Problem description
Extract every line of the material below word for word, leaving the pictures out.

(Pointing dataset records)
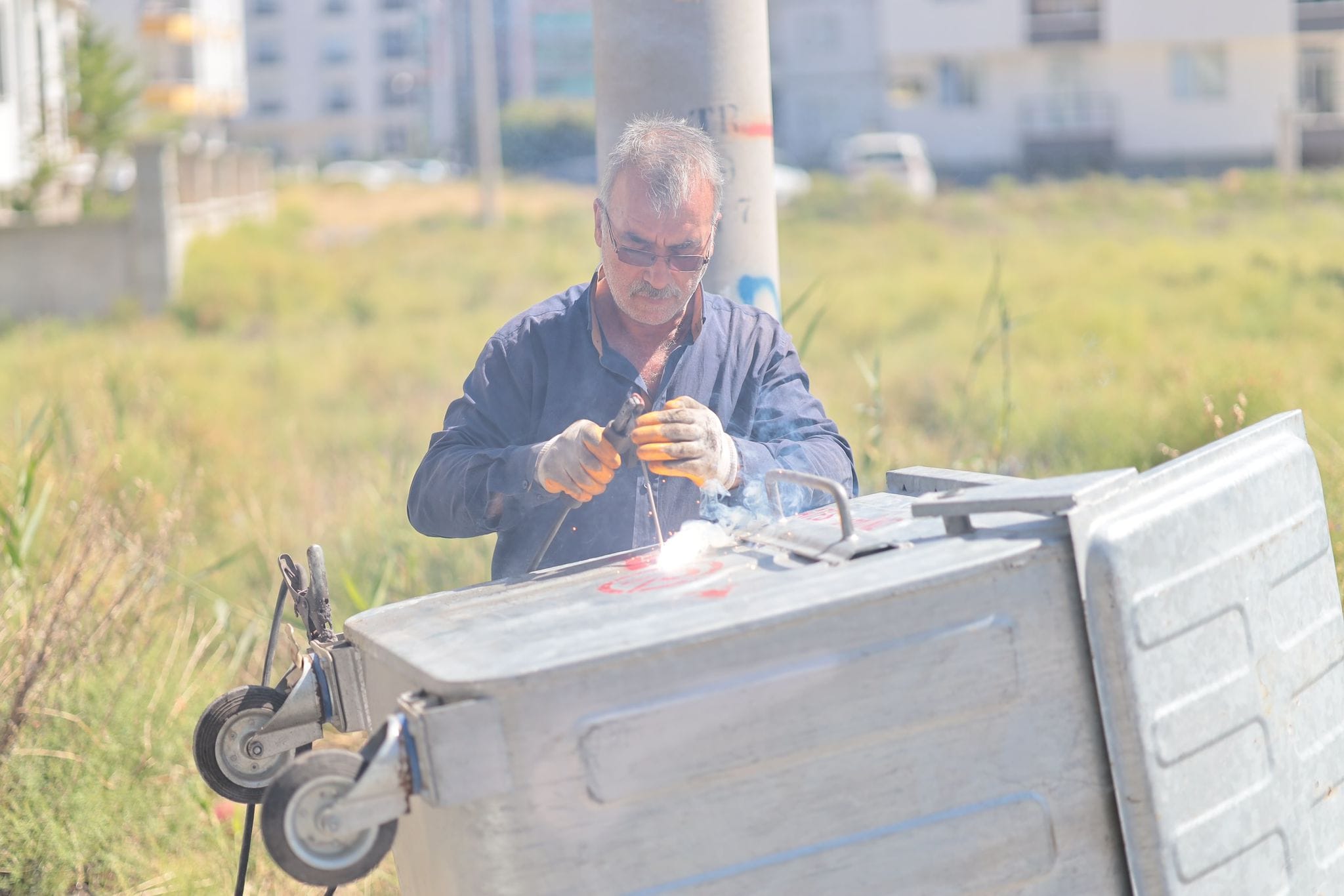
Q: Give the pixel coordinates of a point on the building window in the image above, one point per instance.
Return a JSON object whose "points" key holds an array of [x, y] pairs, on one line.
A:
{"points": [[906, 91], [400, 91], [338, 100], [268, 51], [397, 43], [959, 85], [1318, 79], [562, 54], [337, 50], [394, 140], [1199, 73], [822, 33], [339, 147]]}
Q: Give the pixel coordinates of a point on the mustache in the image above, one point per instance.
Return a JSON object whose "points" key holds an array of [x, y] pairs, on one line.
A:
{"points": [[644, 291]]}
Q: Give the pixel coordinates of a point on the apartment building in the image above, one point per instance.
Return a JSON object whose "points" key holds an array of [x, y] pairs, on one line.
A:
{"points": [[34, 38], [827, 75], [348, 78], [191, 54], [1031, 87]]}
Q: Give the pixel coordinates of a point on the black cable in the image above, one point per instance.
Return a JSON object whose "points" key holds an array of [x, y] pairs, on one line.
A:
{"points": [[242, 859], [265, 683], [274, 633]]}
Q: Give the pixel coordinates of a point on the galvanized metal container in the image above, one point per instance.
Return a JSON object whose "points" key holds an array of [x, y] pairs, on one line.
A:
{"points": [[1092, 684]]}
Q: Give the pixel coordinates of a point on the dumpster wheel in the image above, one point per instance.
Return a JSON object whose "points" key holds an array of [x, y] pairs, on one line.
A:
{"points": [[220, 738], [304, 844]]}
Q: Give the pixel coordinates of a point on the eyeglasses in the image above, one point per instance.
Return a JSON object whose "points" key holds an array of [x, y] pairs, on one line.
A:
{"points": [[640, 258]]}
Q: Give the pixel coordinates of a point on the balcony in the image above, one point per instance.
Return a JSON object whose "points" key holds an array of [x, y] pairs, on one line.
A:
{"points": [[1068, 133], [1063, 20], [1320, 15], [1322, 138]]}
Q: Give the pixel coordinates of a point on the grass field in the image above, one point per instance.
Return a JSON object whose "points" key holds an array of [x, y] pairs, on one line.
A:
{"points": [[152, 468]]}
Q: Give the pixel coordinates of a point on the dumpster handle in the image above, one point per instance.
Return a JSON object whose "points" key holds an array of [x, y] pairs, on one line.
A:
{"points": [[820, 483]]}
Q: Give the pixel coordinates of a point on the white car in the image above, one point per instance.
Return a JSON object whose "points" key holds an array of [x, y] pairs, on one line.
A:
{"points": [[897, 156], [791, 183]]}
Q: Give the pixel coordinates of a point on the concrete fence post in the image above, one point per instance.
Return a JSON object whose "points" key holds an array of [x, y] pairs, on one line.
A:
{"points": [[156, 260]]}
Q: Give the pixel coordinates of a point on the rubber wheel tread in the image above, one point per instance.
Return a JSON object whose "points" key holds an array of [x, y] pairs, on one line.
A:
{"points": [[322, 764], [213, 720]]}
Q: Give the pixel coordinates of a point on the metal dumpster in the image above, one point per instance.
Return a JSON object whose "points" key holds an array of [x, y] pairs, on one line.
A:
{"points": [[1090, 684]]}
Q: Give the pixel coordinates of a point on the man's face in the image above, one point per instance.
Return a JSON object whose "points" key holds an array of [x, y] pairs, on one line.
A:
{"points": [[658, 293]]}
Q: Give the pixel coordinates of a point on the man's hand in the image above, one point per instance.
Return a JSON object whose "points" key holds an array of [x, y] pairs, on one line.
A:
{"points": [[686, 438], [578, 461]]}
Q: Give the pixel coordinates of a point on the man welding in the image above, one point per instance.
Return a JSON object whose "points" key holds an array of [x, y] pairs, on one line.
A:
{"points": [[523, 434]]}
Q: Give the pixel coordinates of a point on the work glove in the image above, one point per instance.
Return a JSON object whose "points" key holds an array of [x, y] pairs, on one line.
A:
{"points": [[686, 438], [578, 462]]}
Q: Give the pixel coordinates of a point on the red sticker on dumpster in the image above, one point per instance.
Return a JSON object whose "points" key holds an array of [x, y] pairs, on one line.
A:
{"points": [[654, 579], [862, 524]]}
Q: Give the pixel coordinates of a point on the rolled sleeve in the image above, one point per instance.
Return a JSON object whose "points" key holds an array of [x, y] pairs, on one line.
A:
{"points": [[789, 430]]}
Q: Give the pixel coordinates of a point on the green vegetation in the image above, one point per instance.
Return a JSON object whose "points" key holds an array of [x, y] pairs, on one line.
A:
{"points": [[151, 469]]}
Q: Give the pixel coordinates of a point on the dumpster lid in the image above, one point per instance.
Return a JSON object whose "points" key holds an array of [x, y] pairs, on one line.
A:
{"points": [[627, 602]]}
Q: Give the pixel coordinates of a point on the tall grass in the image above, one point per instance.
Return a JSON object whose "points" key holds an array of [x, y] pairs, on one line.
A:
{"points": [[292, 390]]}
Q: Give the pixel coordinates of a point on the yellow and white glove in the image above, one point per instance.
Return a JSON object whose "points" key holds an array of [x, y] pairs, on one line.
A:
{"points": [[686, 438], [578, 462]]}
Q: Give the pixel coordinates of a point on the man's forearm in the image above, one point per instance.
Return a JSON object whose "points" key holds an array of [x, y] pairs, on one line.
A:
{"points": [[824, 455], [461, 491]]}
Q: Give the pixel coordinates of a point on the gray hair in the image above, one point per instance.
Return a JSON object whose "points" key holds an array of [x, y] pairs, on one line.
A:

Correct output
Q: Give the pixel coordinates of a point on the building window in the image above, one point per instance.
Return a JSON object whose "points" key holds an array of [x, y] pairs, on one line.
A:
{"points": [[906, 91], [400, 91], [338, 100], [268, 51], [397, 43], [959, 85], [1318, 79], [562, 54], [337, 50], [394, 140], [1199, 73], [822, 33], [339, 147]]}
Q: Give the pixel coordinates of a point on the mustache in the image above, one point per instance.
Return a JSON object whose "points" key holds an array of [x, y] pairs, on one line.
A:
{"points": [[644, 291]]}
Q: Give the pixel coordinates of a point on the apartment building in the image above, one point per instance.
Return a JSON object whose "points" key holds an array of [x, y] pairs, on one line.
A:
{"points": [[34, 38], [827, 75], [348, 78], [191, 54], [1031, 87]]}
Q: Give the pixel coordinates of a point on the black cable in the image above, one point per instance.
Return a JSON object whose "points" key holds an array of [x, y] pairs, on one line.
A:
{"points": [[242, 859], [265, 683], [274, 633]]}
Q: Give the pixel coordinates of a point on the galvanized metal container in the image above, one point per instance.
Return a JSON object whose "points" key holds an array of [x, y] pairs, on one line.
A:
{"points": [[1092, 684]]}
Q: Give the pixel coordinates of a point on the dumpster wheel in the image above, one point per instance.
Return a JSON object whose "points" key holds an array of [x, y] pairs, on one line.
A:
{"points": [[220, 738], [304, 844]]}
Q: Give the pixel coordinates of a point on the eyeglasses in the image above, one point per instance.
Return a JSON object whose "points" key holds an array of [x, y] pairs, on one line.
A:
{"points": [[640, 258]]}
Q: Give the pixel coordinates of a point on the balcony in the image above, one point per instance.
Return a JSON object whose "points" key holds an array of [x, y] pairs, on one line.
A:
{"points": [[1068, 133], [1063, 20], [1320, 15], [1322, 138]]}
Q: Give the pixel coordinates of a point on the grass field in the image above, one point per instance.
Return a JSON object whose "points" key holds an array of [x, y] pairs, on one line.
A:
{"points": [[152, 468]]}
Q: Give the pixel coordinates of a point on the dumpster handle in the image above, one point per instance.
Return a JSON object whose "points" key holds an array of [x, y] pairs, on one line.
A:
{"points": [[820, 483]]}
Q: Give the pixel coordinates of a point on the white car in the image above, one point per instance.
Return a JSON object whose "points" key holds an array of [x, y] pairs, on one line.
A:
{"points": [[897, 156], [791, 183]]}
Q: Give the pixel coordinates of a point on the concrete fence post in the image above, one point per instance.
Return a JSON object whose "points" key holds an array of [x, y] pairs, on one line.
A:
{"points": [[156, 260]]}
Q: Give the pixel coordinates of a point on the rubber wheel tread in the image above, one point per instance.
Return a JSON object whose "points" key holds an array of [x, y] pairs, on one line.
A:
{"points": [[322, 764], [213, 720]]}
Q: Give the pixel coordinates of a point on the metal dumpster in the image above, one point per instance.
Return a JSON object whose "points" key holds an array of [x, y] pairs, on one line.
A:
{"points": [[1090, 684]]}
Q: Give the pixel coordinates of a point on the man's face in the image above, one point per instance.
Return a JSON object whose "points" key holds an array of [x, y] pairs, on one line.
A:
{"points": [[658, 293]]}
Q: Give the pixel coordinates of a point on the man's hand in the image above, one point per instance.
Return a JSON object whose "points" key holds an array of [x, y] pairs, on one line.
A:
{"points": [[686, 438], [578, 461]]}
Q: Give the pixel coordinates of a point on the man welding in the image above, one point per instance.
Return a JSON object whose "points" key holds an array of [x, y] pairs, on one line.
A:
{"points": [[523, 434]]}
Q: Give the pixel coordinates of a point on the work glove in the image above, one point per instance.
Return a JSON object whose "points" key holds an array of [x, y] pairs, on one line.
A:
{"points": [[686, 438], [578, 462]]}
Q: Give the pixel coordinates of a point on the red sticker on dumpster in the image above, one point per instance.
Return a JSON object whose "points" key holds an array of [x, y] pairs, on one line.
A:
{"points": [[654, 579], [862, 524]]}
Q: Give the pixel coordinates of a point on the rolled sleeve in the image above, one point per instance.
Return a JSON object whose "points" key holds an array of [x, y] pairs, on one line.
A:
{"points": [[789, 430]]}
Q: Give the pixel coordinates of a point on the green vegetation in the image above, one point per instance.
Return a JSON object whose "points" key holds an array of [x, y] pairs, on one line.
A:
{"points": [[151, 469]]}
Q: Give the pixel coordinates of a point on the dumpster lid in the image above, one point per instance.
Return a JSON object whose "points" key holds an array of [x, y] pairs, on one line.
A:
{"points": [[627, 602]]}
Q: Give the pixel coordinates of a point on the tall grass in the image above, one point per instance.
Return a JSON object whose "points" key holds an array of [x, y] pairs, on one line.
A:
{"points": [[292, 390]]}
Q: Give the pixel coordinates of a point on the yellow and white glove in the image above, one point per instance.
Return a JSON object whose "points" key holds an array of [x, y] pairs, on one line.
A:
{"points": [[686, 438], [578, 462]]}
Q: Give the pixel coordinates of a point on the man's forearm in the image above, one point per instance.
Return a JSON object whose "points" key holds an array of [x, y] pairs, on one line.
A:
{"points": [[824, 455], [461, 491]]}
Q: Give the pixel coordinates of a point on the gray hair in the image above, one point per instance.
Return a JSON object whose "points" key holds an array of [x, y] pairs, on one line.
A:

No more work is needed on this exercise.